Records for this task:
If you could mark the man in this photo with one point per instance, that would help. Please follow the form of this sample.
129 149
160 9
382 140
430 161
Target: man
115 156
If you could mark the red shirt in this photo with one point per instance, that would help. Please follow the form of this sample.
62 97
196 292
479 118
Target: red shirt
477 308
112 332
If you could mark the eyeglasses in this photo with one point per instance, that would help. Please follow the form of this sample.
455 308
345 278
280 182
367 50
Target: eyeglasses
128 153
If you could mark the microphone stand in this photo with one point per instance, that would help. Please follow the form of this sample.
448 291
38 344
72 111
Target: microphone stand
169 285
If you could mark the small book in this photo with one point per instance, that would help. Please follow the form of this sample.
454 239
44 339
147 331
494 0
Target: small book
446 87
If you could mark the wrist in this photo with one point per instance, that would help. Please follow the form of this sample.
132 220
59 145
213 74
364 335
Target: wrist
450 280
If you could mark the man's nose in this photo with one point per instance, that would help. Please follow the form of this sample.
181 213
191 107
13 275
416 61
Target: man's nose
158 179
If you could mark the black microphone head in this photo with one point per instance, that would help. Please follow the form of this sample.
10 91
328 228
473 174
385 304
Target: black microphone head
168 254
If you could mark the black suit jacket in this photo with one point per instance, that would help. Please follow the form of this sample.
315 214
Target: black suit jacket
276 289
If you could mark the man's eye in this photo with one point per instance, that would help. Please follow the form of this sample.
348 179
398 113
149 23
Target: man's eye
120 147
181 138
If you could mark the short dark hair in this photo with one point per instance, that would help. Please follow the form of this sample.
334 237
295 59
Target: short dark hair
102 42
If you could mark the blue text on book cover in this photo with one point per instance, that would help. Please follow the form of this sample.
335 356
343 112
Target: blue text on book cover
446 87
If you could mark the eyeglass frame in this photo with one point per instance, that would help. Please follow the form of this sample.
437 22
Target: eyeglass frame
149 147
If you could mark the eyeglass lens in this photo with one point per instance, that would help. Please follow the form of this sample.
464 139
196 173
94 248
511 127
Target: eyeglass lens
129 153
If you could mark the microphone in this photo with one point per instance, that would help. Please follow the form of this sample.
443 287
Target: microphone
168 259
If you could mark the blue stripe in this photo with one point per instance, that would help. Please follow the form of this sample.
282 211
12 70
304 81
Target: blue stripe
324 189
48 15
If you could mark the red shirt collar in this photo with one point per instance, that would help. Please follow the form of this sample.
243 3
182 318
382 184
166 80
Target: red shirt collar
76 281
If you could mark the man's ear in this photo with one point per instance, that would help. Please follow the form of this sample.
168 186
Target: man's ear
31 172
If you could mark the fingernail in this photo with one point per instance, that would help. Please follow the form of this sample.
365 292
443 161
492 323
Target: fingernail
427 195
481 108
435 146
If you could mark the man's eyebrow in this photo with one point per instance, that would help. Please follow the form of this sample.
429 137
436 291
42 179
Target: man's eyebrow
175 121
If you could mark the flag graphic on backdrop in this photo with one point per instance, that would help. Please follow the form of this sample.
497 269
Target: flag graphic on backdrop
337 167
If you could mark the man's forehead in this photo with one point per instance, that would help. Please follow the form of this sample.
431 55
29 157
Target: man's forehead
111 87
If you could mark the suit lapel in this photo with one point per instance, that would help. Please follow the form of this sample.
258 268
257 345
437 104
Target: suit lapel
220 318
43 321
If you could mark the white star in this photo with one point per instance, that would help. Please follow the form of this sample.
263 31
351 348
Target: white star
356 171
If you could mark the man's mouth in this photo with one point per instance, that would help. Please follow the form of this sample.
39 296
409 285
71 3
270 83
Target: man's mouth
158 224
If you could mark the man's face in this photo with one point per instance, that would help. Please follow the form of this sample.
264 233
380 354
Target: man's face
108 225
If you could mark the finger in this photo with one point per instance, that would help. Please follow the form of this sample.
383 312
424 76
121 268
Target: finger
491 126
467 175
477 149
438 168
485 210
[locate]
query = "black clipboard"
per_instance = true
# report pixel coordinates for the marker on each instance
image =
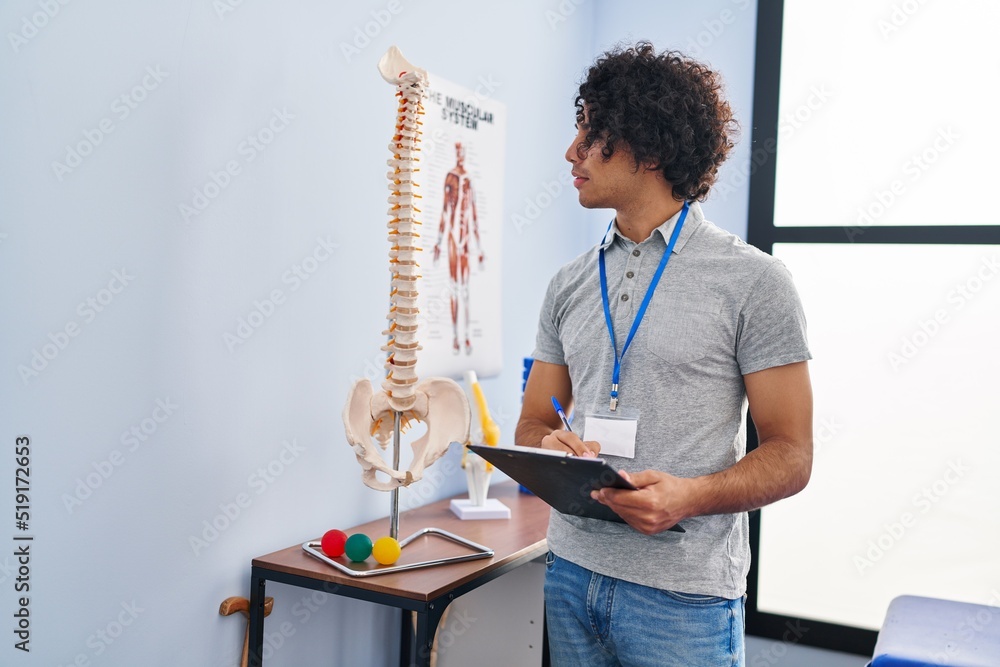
(564, 482)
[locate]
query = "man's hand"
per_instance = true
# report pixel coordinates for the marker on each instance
(567, 441)
(660, 502)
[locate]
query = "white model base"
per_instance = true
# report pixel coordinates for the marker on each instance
(491, 509)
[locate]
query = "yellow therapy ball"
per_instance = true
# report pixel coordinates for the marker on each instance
(386, 550)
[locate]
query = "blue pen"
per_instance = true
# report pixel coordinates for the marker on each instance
(561, 413)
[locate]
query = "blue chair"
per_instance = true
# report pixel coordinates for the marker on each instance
(925, 632)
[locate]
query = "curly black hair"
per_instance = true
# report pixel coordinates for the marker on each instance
(665, 109)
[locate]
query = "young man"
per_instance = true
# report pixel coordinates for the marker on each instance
(723, 327)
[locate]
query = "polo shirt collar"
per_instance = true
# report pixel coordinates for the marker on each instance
(693, 221)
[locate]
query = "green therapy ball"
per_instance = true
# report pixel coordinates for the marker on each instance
(358, 547)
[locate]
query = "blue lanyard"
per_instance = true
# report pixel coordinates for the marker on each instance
(642, 308)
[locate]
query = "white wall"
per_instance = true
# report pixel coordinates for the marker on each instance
(210, 75)
(220, 76)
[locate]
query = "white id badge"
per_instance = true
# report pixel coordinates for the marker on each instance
(614, 430)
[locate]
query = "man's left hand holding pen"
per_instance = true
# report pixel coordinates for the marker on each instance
(567, 440)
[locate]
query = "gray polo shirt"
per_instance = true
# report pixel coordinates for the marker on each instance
(723, 309)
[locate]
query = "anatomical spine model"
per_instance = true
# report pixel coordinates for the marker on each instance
(438, 402)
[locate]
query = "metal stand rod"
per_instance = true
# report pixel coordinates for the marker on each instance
(394, 494)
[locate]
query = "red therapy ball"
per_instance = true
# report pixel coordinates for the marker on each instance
(333, 543)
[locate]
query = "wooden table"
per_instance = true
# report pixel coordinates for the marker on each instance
(424, 592)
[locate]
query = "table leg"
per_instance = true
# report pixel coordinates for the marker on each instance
(416, 650)
(256, 622)
(406, 638)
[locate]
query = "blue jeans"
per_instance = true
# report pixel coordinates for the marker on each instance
(598, 621)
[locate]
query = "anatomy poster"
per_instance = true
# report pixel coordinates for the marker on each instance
(461, 181)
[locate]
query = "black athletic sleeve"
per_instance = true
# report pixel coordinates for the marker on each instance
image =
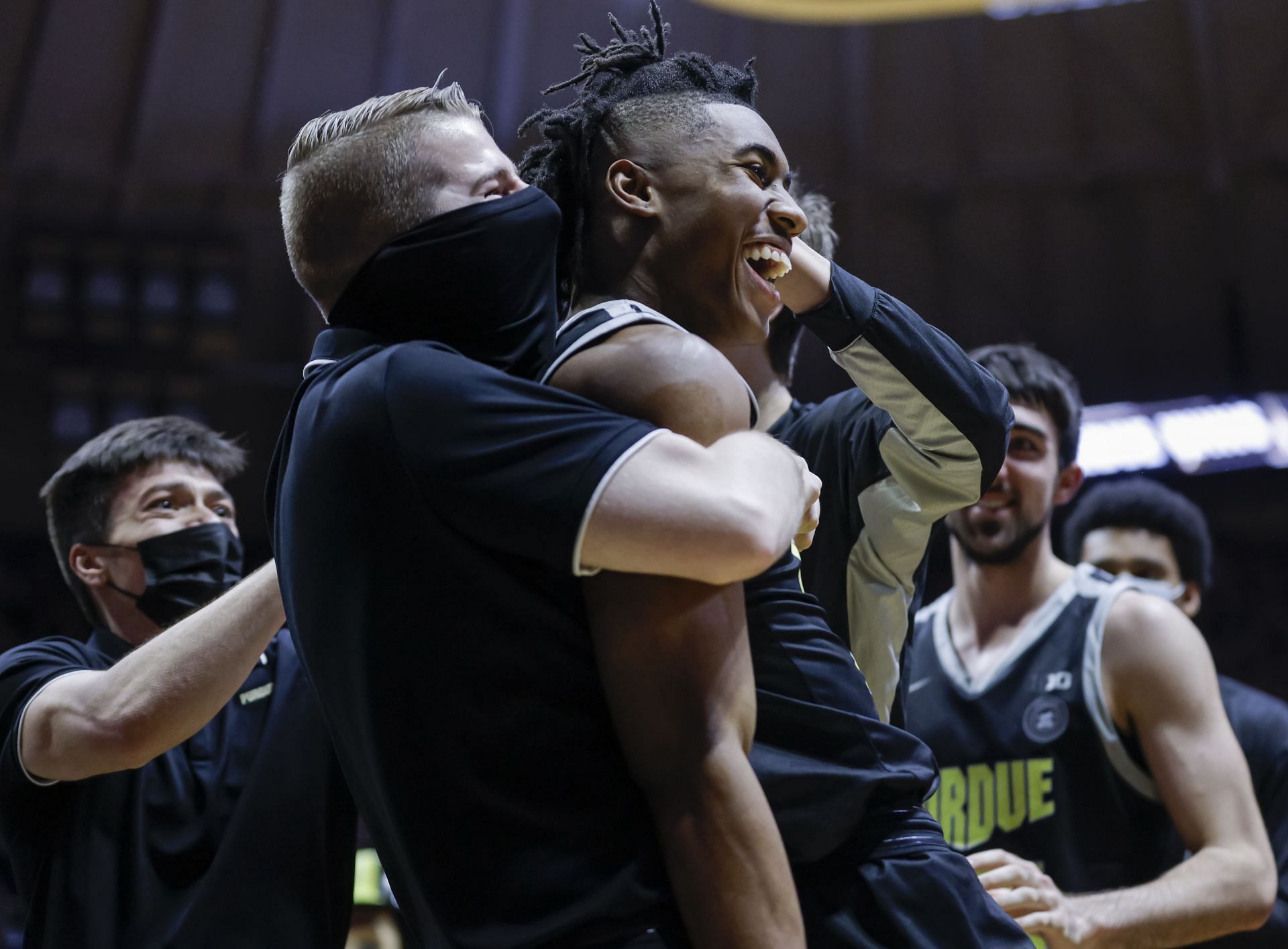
(23, 673)
(1260, 723)
(924, 435)
(512, 463)
(943, 402)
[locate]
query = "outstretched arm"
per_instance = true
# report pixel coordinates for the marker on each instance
(1159, 681)
(934, 428)
(95, 722)
(676, 669)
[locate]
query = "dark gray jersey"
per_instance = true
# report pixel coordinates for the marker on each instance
(1030, 757)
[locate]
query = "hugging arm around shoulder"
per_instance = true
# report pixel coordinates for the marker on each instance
(676, 669)
(547, 474)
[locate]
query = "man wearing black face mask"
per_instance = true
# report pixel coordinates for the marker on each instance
(432, 510)
(145, 772)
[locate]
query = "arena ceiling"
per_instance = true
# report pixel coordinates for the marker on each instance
(1110, 183)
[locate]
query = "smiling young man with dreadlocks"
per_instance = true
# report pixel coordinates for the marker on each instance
(676, 203)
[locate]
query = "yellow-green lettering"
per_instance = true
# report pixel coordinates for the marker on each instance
(952, 806)
(1040, 789)
(979, 804)
(1010, 795)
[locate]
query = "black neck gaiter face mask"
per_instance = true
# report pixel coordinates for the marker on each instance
(186, 571)
(480, 280)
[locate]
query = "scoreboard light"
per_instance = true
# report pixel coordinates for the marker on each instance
(1195, 435)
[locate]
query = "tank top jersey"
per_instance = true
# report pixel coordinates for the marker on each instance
(1030, 757)
(826, 760)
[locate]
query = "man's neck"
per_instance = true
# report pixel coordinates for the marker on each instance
(992, 602)
(127, 622)
(638, 285)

Task item: Copy the data above word for word. Pictures stay out.

Answer box:
If you could mark the man in this photo with one point per instance, that would help. Please follow the form of this sample.
129 149
160 9
382 140
430 161
Target: man
115 156
If you could mark the red shirt in this photo with one point per instance, that would help. Please follow the form of this sample.
62 97
196 292
479 118
Target: red shirt
477 308
112 332
If you could mark the eyeglasses in this photo with one point per instance, that would help. Please follow the form of this sample.
455 308
345 278
280 182
367 50
Target: eyeglasses
128 153
If you could mark the microphone stand in this photo with one point per instance, that would help. Please follow the form of this sample.
448 291
38 344
72 111
Target: microphone stand
169 285
If you could mark the small book in this photo with one point per instance, that would help. Please follow the form of this sample.
454 239
44 339
147 331
494 0
Target: small book
446 87
If you could mark the wrist in this photo with one point per instance, that would help. Please follow the form of this sample.
132 220
59 145
213 74
364 335
Target: wrist
450 280
If you could mark the man's nose in this photo with one point per instance, that would help. Please follow the form of this sample.
181 213
191 107
13 275
416 61
Target: man's nose
158 179
If you could mark the black microphone head in this photo with one point per instance, that would help. Please follow the form of this sample.
10 91
328 228
473 174
385 304
Target: black microphone head
168 254
If you could mark the black suit jacket in this photo with one point per instance, that would help. Please follow the form of this sample.
315 214
Target: black suit jacket
276 289
If you could mark the man's eye in this photo with one point per instance, that would help. Please follow the form of this sample.
348 179
398 113
149 23
Target: man's eye
120 147
181 138
If you could mark the short dark hair in this photo with one point per instance, that would help. Please follow the form of this sample.
334 237
295 59
Target: short dark hair
102 42
If you could mark the blue text on book cover in this photo with one point per instance, that would help. Please follow the form of this sample.
335 356
343 112
Target: blue text on book cover
446 87
If you could mark the eyeglass frame in this photo with one point per instance, that would help. Please follow the form of this sample.
437 22
Target: eyeglass frame
149 147
If you could mark the eyeglass lens in this photo with one point per instance, that would help. Please follow the form of this sample.
464 139
196 173
94 248
511 127
Target: eyeglass lens
129 153
If you could mark the microphone in this photo with one point per instance, that would help. Please follow the form of this sample.
443 287
Target: microphone
168 259
If you could mark the blue stripe in this photo with one point per instance, that would help. Please follow the form of this sample.
282 211
12 70
304 81
Target: blue stripe
324 189
48 15
If you could mark the red shirt collar in this photo with one point per instance, that would help. Please follow the form of this sample.
243 3
182 318
382 184
166 80
Target: red shirt collar
76 281
If you could mark the man's ear in this photo with one point per instance, that would help. Please follow the form of this sample.
168 186
Target: man's ear
31 172
If you could mark the fingernail in this photo with one point per instance, that would help. Please follow the form of this sample.
365 292
443 161
492 323
Target: fingernail
427 195
481 108
435 146
If you could mark the man's eyebrow in this photo with one point per instance, that would help. Please follow the form of this sample.
429 137
436 291
42 179
Target: man's eyebrow
175 121
If you could mark the flag graphic on backdrop in this photo with one point per instance, that would help. Please follow the form of this sample.
497 269
Target: flag graphic on backdrop
337 167
If you could mark the man's forehead in this photo with one point per instance, that would help. Please follow the form of this sample.
431 55
29 157
Target: man's forehead
111 87
If you could mark the suit lapel in this photo with one point per instance, that would help. Please follow the form of this sample.
258 268
257 345
437 104
Target: suit lapel
220 318
43 321
If you could mark the white star in this photo with one point per instance, that would help. Please follow the form of this sample.
263 31
351 348
Target: white star
356 171
If you could mark the man's mouth in this photo with one point per instance, that would help. Please follow the form of this sample.
39 296
409 285
71 3
270 83
Target: man's mouth
158 224
If you could mark the man's face in this photo with one point per instance, that would help. Please follow the form of this sample.
264 233
380 354
Target: man's face
108 225
If you could mark the finger in this photo with one point per instance, that would help. Please follow the form of this sample.
383 312
424 76
121 268
Target: finger
491 126
467 175
477 149
438 168
485 210
[locate]
query = "black clipboard"
per_instance = true
# report pixel coordinates for the marker on each instance
image =
(564, 482)
[locate]
query = "man's hand"
per_instance = true
# report pixel coordinates for the marker on each instance
(567, 441)
(660, 502)
[locate]
query = "white model base"
per_instance = true
# report pixel coordinates for the marker on each instance
(491, 509)
[locate]
query = "yellow therapy ball"
per_instance = true
# report pixel coordinates for the marker on each instance
(386, 550)
[locate]
query = "blue pen"
per_instance = true
# report pixel coordinates for the marker on each instance
(561, 413)
[locate]
query = "blue chair"
per_instance = true
# report pixel coordinates for the marker on each instance
(925, 632)
[locate]
query = "curly black hair"
per_instance = true
# report pixel coordinates for the marker on each instance
(665, 109)
[locate]
query = "young man"
per_instance = true
# report pixel coordinates for the marker on each instance
(723, 327)
[locate]
query = "polo shirt collar"
per_instance = true
# report pixel coordinates for the marker on each instance
(693, 221)
[locate]
query = "green therapy ball"
per_instance = true
# report pixel coordinates for the marker on each instance
(358, 547)
[locate]
query = "blue lanyard"
per_instance = true
# report pixel coordinates for the marker on each instance
(642, 308)
[locate]
query = "white wall"
per_instance = true
# report pixel coordinates for the marker on each instance
(210, 75)
(220, 76)
[locate]
query = "white id badge"
per_instance = true
# report pixel coordinates for the marker on each instance
(614, 430)
[locate]
query = "man's left hand holding pen"
per_instance = true
# report pixel coordinates for the marker on each instance
(567, 440)
[locate]
query = "gray polo shirt"
per_instance = true
# report pixel coordinates for the marker on each instance
(723, 309)
[locate]
query = "anatomical spine model"
per_instance = true
# report pixel coordinates for the marker on each instance
(438, 402)
[locate]
query = "metal stand rod"
per_instance = true
# report pixel coordinates for the marker on each instance
(394, 494)
[locate]
query = "red therapy ball"
per_instance = true
# report pixel coordinates for the marker on each instance
(333, 543)
[locate]
query = "wooden table"
per_instance = true
# report pixel coordinates for the marker on each instance
(424, 592)
[locate]
query = "table leg"
per_instance = true
# report pixel coordinates for the marker on each instance
(416, 650)
(256, 622)
(406, 638)
[locate]
query = "blue jeans"
per_instance = true
# report pixel coordinates for the marker on each instance
(598, 621)
[locate]
query = "anatomy poster"
per_instance = true
# report pixel coordinates for the marker on each instance
(461, 181)
[locate]
query = "black athletic sleeve"
per_instance = true
# report pixel coordinates for the marker on each instance
image =
(23, 673)
(1260, 723)
(924, 435)
(512, 463)
(943, 402)
[locate]
query = "outstretched arm"
per_instance = true
# report pixel coordinates for the marker on each instance
(1159, 681)
(934, 428)
(95, 722)
(676, 669)
[locate]
query = "dark gray jersey"
per_instance = true
# report pixel coordinates for the marker on each instance
(1030, 757)
[locate]
query = "hugging arm around shoulder"
per_instance = true
# report pixel coordinates for the marker on each instance
(676, 669)
(547, 474)
[locate]
query = "man wearing black face mask"
per_instance = true
# report pixel coordinates for the marker on each instance
(432, 510)
(145, 772)
[locate]
query = "arena ceiling"
per_instance = true
# report pixel coordinates for the marker on each instance
(1110, 183)
[locate]
query = "smiling young man with dreadlocks"
per_instance = true
# report pixel coordinates for the marker on each instance
(676, 203)
[locate]
query = "yellow-green lettering"
per_instance = true
# report pixel coordinates for the marker on each instance
(952, 806)
(1040, 789)
(979, 804)
(1010, 795)
[locate]
query = "black neck gaiter face mask"
per_instance = true
# report pixel coordinates for the marker on each instance
(186, 571)
(480, 280)
[locate]
query = "scoreboard light"
per_instance = true
# report pixel coordinates for the marker on each instance
(1195, 435)
[locate]
query = "tank top jersey"
per_instance = true
# report pixel coordinates for the marker on each instance
(1030, 757)
(826, 760)
[locate]
query = "man's neck"
per_instance = true
# report pixel coordinates for the marker on each instance
(992, 602)
(127, 622)
(638, 285)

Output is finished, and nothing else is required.